======== Provided records ========
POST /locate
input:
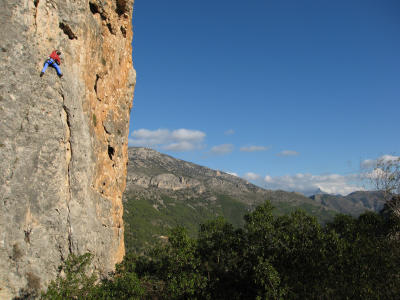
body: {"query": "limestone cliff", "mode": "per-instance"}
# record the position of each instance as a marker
(63, 141)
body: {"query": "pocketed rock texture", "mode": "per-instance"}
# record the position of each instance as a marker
(63, 141)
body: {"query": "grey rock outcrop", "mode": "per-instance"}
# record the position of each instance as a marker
(63, 142)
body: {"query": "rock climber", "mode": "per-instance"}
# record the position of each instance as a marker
(53, 61)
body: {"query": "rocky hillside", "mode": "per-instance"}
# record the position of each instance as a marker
(63, 141)
(163, 192)
(354, 204)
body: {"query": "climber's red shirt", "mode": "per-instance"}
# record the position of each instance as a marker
(54, 56)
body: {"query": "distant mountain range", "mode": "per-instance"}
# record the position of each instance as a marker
(163, 192)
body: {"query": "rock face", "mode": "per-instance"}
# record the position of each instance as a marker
(63, 141)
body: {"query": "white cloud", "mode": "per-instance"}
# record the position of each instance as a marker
(222, 149)
(229, 132)
(253, 148)
(232, 173)
(252, 176)
(175, 140)
(372, 163)
(308, 183)
(288, 153)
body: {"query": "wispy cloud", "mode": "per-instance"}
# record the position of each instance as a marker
(372, 163)
(222, 149)
(253, 148)
(229, 132)
(232, 173)
(252, 176)
(288, 153)
(170, 140)
(308, 183)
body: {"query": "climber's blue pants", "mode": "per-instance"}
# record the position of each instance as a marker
(52, 63)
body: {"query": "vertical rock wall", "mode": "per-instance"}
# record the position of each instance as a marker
(63, 142)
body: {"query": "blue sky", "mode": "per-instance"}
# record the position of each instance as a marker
(289, 94)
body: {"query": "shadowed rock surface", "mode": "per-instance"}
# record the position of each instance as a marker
(63, 142)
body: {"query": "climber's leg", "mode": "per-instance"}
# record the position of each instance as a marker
(57, 67)
(46, 64)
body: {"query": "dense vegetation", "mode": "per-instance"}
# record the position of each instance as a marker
(144, 223)
(271, 257)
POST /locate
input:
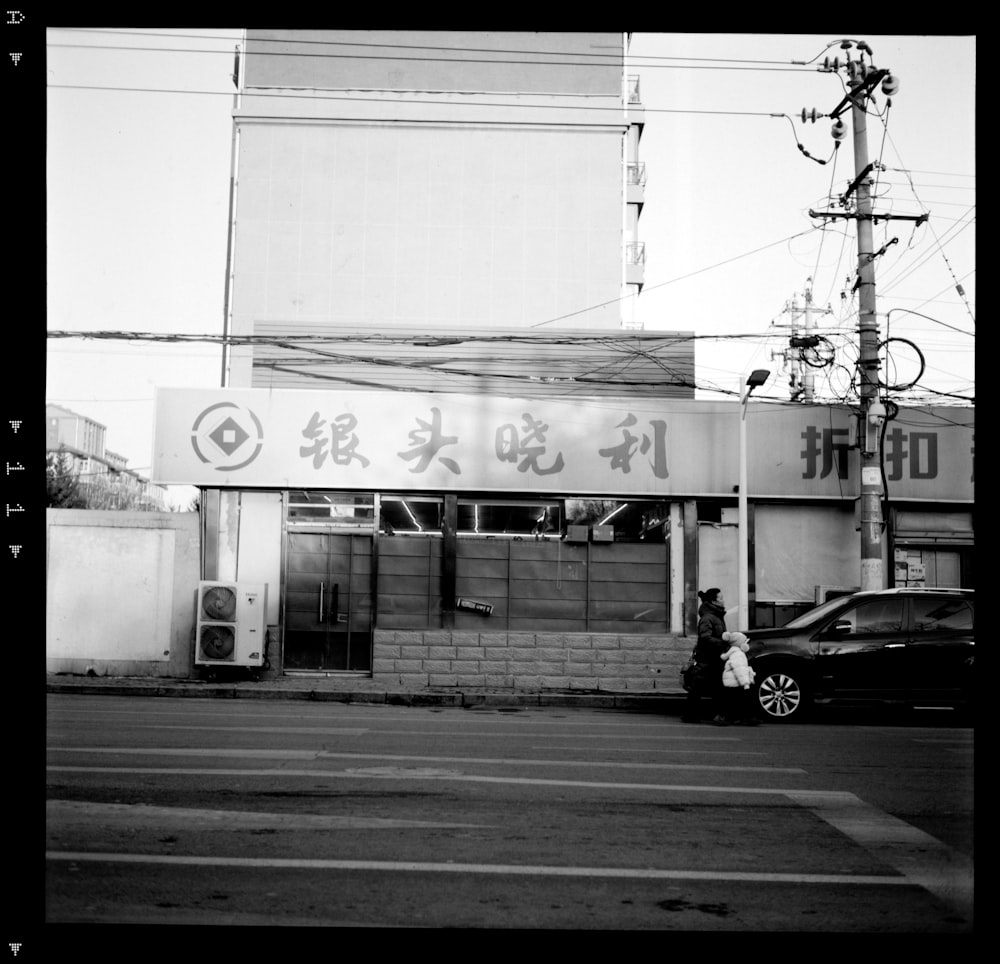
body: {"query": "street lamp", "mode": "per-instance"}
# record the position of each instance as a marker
(755, 379)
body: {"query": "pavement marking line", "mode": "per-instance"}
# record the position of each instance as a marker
(921, 858)
(624, 749)
(376, 731)
(505, 869)
(377, 774)
(406, 758)
(188, 817)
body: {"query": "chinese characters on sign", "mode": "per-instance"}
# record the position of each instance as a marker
(342, 441)
(524, 446)
(906, 455)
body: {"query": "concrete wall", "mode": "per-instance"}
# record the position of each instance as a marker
(120, 592)
(532, 661)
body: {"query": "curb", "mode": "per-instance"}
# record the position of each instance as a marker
(463, 699)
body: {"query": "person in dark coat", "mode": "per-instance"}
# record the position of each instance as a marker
(707, 654)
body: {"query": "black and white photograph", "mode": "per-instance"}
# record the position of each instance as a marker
(505, 481)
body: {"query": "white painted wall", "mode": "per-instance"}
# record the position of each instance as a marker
(120, 592)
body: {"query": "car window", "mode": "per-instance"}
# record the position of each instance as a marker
(875, 616)
(933, 615)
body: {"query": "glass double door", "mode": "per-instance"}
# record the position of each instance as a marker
(328, 601)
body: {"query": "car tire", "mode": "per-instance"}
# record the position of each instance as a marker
(781, 694)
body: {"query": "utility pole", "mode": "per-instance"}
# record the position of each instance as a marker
(862, 79)
(801, 381)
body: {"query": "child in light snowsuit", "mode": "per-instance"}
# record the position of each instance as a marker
(737, 678)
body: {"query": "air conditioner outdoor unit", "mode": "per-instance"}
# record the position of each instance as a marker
(231, 624)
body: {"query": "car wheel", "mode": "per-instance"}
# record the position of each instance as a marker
(781, 695)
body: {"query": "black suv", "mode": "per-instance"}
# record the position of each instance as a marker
(910, 645)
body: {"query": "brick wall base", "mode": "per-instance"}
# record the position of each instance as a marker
(584, 662)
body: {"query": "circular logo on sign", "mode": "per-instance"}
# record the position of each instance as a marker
(227, 436)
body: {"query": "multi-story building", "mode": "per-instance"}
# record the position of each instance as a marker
(442, 442)
(104, 477)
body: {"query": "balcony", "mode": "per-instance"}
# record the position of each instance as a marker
(634, 109)
(635, 263)
(635, 184)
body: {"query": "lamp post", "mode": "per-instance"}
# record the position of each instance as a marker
(755, 379)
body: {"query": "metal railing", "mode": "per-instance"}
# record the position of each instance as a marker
(635, 252)
(636, 173)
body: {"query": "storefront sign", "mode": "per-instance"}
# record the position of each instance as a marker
(418, 441)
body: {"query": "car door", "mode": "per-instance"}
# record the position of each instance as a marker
(941, 645)
(861, 652)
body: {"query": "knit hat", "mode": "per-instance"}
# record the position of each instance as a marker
(737, 639)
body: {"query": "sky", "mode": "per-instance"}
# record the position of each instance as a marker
(138, 164)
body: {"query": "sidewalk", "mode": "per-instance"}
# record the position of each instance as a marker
(358, 689)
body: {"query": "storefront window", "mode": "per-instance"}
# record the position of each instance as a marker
(411, 515)
(499, 518)
(619, 520)
(349, 510)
========
* _Exercise details_:
Reproduce all of the data exactly, omitting each picture it holds.

* _Solution_:
POST /locate
input:
body: {"query": "limestone cliff", "mode": "per-instance"}
# record the position of each instance as a marker
(63, 141)
body: {"query": "pocketed rock texture", "mode": "per-instance"}
# record the position of each instance as a marker
(63, 141)
body: {"query": "grey rock outcrop", "mode": "per-instance"}
# record the position of each instance as a marker
(63, 142)
body: {"query": "rock climber", "mode": "per-instance"}
# record the position of each instance as a marker
(53, 61)
body: {"query": "rocky hillside", "mode": "per-instance"}
# record the position of each instance as a marker
(63, 141)
(163, 192)
(354, 204)
body: {"query": "climber's red shirt", "mode": "per-instance"}
# record the position of each instance as a marker
(54, 56)
body: {"query": "distant mountain range", "mode": "per-instance"}
# record the position of each instance as a marker
(163, 192)
body: {"query": "rock face", "mode": "per-instance"}
# record the position of each instance as a marker
(63, 141)
body: {"query": "white cloud", "mode": "per-instance"}
# record the position of each instance as a marker
(222, 149)
(229, 132)
(253, 148)
(232, 173)
(252, 176)
(175, 140)
(372, 163)
(308, 183)
(288, 153)
body: {"query": "wispy cloud", "mode": "per-instance"}
# record the position of each instance as a marker
(372, 163)
(222, 149)
(253, 148)
(229, 132)
(232, 173)
(252, 176)
(288, 153)
(170, 140)
(308, 183)
body: {"query": "climber's blue pants", "mode": "per-instance"}
# record the position of each instance as a marker
(52, 63)
body: {"query": "vertical rock wall", "mode": "per-instance"}
# record the position of each instance as a marker
(63, 142)
body: {"query": "blue sky", "mode": "per-instance"}
# record the position of each instance as a marker
(289, 94)
body: {"query": "shadowed rock surface", "mode": "per-instance"}
# record the position of each instance as a marker
(63, 142)
body: {"query": "climber's leg", "mode": "per-instance"}
# record the position of each instance as a marker
(57, 67)
(46, 64)
body: {"query": "dense vegetation", "mode": "per-instance"}
# record the position of each instance as a marker
(144, 223)
(271, 257)
POST /locate
input:
body: {"query": "street lamp", "mode": "per-instance"}
# record the position of each instance as a marker
(755, 379)
body: {"query": "pavement marking line", "mode": "per-instance"}
# record the position of each instance as a marker
(921, 858)
(624, 749)
(376, 731)
(505, 869)
(377, 774)
(406, 758)
(188, 817)
body: {"query": "chinese characters on sign", "mode": "per-instance"}
# record the position of each instance as a marker
(342, 441)
(524, 446)
(906, 455)
body: {"query": "concrete wall", "mode": "per-instance"}
# record the position of each instance as a marker
(120, 592)
(532, 661)
body: {"query": "curb", "mode": "per-instance"}
# record the position of each instance as a marker
(463, 699)
body: {"query": "person in dark coat", "mode": "per-instance"}
# record the position of each instance as a marker
(707, 654)
body: {"query": "black and white photograph", "mode": "per-instance"}
# record the position of each instance as a marker
(505, 481)
body: {"query": "white painted wall", "mode": "per-instance"}
# record the position of each instance as a marker
(120, 592)
body: {"query": "car window", "mode": "per-instance"}
# record the position of each instance as a marker
(875, 616)
(933, 615)
body: {"query": "glass double door", "mode": "per-instance"}
# record the position of each instance as a marker
(328, 601)
body: {"query": "car tire", "mode": "per-instance"}
# record the position of each instance as a marker
(781, 694)
body: {"query": "utility pole", "mode": "per-instance"}
# record the position of each instance as a marker
(862, 79)
(801, 381)
body: {"query": "child in light snowsuit", "mode": "per-instance"}
# record the position of each instance as a marker
(737, 678)
body: {"query": "air conditioner outdoor unit", "mode": "per-instance"}
# record the position of each instance as a marker
(231, 624)
body: {"query": "car wheel", "mode": "per-instance"}
# record the position of each instance as a marker
(781, 695)
body: {"query": "black suv", "mode": "per-instance"}
# record the position of each instance as a marker
(910, 645)
body: {"query": "brick wall base", "mode": "per-instance"}
# record the position of each instance as a marker
(584, 662)
body: {"query": "circular logo on sign", "mode": "per-instance"}
# record the position of each instance as a marker
(227, 436)
body: {"query": "multi-story building", "mode": "per-instance"}
# record the position of each instance as a marker
(442, 442)
(104, 477)
body: {"query": "balcony", "mode": "per-instance"}
# record the position of each instance as a marker
(634, 109)
(635, 263)
(635, 184)
body: {"query": "lamp post", "mode": "per-instance"}
# record the position of each instance as a marker
(755, 379)
body: {"query": "metal railing", "mode": "per-instance"}
# record the position of each instance as a marker
(635, 252)
(636, 173)
body: {"query": "storefront sign", "mode": "per-instance"}
# record the position of each instance as a marker
(418, 441)
body: {"query": "car door", "mode": "per-instance"}
# record the position of each instance as a marker
(941, 645)
(861, 652)
body: {"query": "knit hat", "mode": "per-instance"}
# record the position of each instance as a marker
(737, 639)
body: {"query": "sky", "mode": "per-instance"}
# record the position of each instance as a marker
(138, 164)
body: {"query": "sidewalk", "mode": "per-instance"}
# record the position of each instance as a marker
(358, 689)
body: {"query": "storefront window", "mode": "per-instance"}
# record the position of each instance as a marker
(411, 515)
(499, 518)
(619, 520)
(349, 510)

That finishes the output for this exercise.